## Exercise description
Gather every line below that contains the word "hood", keeping in mind that case counts.

(Labeled-object pointing entries)
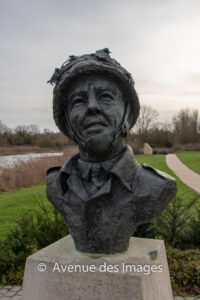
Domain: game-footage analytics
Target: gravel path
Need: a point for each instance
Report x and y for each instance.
(14, 293)
(186, 175)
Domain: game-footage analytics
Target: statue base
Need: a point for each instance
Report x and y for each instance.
(61, 272)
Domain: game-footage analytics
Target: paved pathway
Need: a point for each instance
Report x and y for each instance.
(10, 292)
(14, 293)
(186, 175)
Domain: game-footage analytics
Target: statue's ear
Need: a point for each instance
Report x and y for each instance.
(63, 181)
(124, 129)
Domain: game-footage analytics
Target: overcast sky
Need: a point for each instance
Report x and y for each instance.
(157, 41)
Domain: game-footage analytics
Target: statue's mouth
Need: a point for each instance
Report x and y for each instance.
(94, 124)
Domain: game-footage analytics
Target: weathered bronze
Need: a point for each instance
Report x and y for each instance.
(102, 193)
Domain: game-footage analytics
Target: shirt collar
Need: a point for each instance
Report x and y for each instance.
(123, 168)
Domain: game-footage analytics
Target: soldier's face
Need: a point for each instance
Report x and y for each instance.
(95, 106)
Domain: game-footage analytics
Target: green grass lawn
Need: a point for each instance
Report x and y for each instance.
(191, 159)
(12, 203)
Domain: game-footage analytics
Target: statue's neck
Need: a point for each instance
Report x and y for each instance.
(88, 157)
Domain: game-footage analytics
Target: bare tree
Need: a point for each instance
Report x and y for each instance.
(186, 126)
(147, 119)
(3, 128)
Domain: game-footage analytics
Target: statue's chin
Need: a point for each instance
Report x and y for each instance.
(99, 145)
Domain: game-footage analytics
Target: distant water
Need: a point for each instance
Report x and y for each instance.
(12, 160)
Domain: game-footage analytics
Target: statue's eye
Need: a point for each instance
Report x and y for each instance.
(106, 96)
(77, 101)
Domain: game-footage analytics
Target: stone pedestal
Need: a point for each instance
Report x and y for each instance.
(60, 272)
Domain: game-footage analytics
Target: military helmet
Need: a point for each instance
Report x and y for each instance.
(100, 63)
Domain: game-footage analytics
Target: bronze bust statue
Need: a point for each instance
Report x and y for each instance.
(101, 192)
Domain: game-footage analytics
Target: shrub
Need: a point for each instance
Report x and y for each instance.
(184, 269)
(32, 232)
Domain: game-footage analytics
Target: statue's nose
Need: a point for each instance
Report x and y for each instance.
(93, 105)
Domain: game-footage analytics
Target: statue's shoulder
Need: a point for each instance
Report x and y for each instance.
(53, 171)
(149, 169)
(153, 178)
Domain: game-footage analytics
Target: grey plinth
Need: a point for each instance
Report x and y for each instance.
(59, 271)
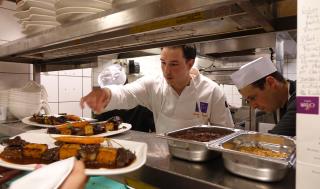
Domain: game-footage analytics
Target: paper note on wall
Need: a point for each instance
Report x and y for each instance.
(308, 92)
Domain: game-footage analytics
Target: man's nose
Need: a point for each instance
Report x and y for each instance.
(166, 69)
(254, 105)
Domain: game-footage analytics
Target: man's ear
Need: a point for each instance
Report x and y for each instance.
(271, 82)
(190, 63)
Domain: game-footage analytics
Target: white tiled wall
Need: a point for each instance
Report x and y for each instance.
(290, 69)
(65, 89)
(11, 74)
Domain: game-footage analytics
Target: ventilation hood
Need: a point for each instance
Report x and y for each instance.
(155, 23)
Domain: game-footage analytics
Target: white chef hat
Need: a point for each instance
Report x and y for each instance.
(253, 71)
(112, 75)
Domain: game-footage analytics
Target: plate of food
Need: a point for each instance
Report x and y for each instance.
(52, 120)
(110, 127)
(101, 156)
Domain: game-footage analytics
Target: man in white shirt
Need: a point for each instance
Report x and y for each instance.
(177, 98)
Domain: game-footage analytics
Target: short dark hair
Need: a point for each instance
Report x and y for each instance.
(261, 82)
(189, 50)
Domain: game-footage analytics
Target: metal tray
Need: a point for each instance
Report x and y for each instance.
(193, 150)
(247, 164)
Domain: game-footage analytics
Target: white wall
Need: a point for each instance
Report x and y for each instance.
(65, 89)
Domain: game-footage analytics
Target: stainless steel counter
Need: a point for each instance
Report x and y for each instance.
(164, 171)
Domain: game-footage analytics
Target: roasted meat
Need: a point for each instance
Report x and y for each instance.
(93, 154)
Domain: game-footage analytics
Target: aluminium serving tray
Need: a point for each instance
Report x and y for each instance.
(182, 144)
(258, 156)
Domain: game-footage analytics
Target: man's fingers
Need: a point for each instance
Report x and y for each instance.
(82, 102)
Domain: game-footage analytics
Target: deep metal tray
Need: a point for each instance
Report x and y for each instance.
(256, 166)
(193, 150)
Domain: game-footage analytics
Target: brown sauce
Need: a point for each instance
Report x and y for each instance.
(204, 134)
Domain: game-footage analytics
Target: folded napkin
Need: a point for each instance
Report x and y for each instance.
(49, 176)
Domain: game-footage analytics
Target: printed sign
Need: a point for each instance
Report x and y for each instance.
(308, 105)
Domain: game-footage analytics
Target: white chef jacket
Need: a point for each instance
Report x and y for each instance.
(202, 98)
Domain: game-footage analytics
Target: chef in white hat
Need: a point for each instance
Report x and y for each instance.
(264, 88)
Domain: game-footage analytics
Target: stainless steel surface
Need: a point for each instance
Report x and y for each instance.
(255, 166)
(152, 23)
(163, 171)
(194, 150)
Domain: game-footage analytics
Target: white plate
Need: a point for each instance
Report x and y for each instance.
(138, 148)
(25, 5)
(72, 16)
(27, 121)
(34, 10)
(123, 127)
(77, 9)
(38, 17)
(83, 3)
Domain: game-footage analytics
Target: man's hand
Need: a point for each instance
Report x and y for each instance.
(77, 178)
(97, 99)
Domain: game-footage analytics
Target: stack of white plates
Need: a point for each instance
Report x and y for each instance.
(71, 10)
(36, 15)
(4, 98)
(29, 100)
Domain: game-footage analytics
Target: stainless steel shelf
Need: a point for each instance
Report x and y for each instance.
(151, 23)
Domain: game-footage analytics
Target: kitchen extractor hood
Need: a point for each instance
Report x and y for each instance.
(152, 24)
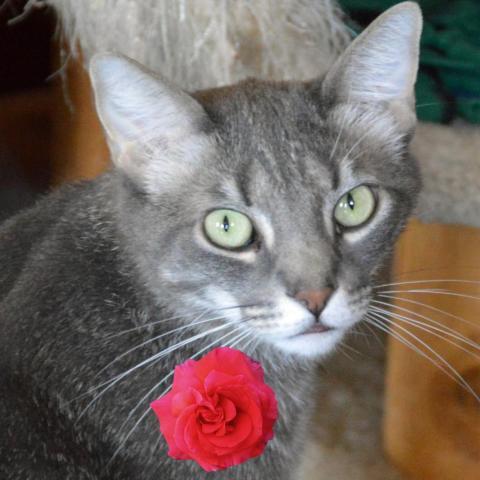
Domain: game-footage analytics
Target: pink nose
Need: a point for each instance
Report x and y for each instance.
(314, 300)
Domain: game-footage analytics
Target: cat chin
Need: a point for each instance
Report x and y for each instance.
(310, 345)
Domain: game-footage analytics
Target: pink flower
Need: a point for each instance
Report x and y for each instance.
(219, 411)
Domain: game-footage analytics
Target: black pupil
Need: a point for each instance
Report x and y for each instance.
(226, 224)
(350, 201)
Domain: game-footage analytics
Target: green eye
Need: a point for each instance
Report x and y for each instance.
(355, 207)
(228, 229)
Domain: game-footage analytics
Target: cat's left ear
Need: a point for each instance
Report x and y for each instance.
(156, 132)
(379, 68)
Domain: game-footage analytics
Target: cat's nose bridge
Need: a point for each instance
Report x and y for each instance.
(314, 300)
(305, 266)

## The completed task
Target: ventilation hood
Target: kitchen extractor hood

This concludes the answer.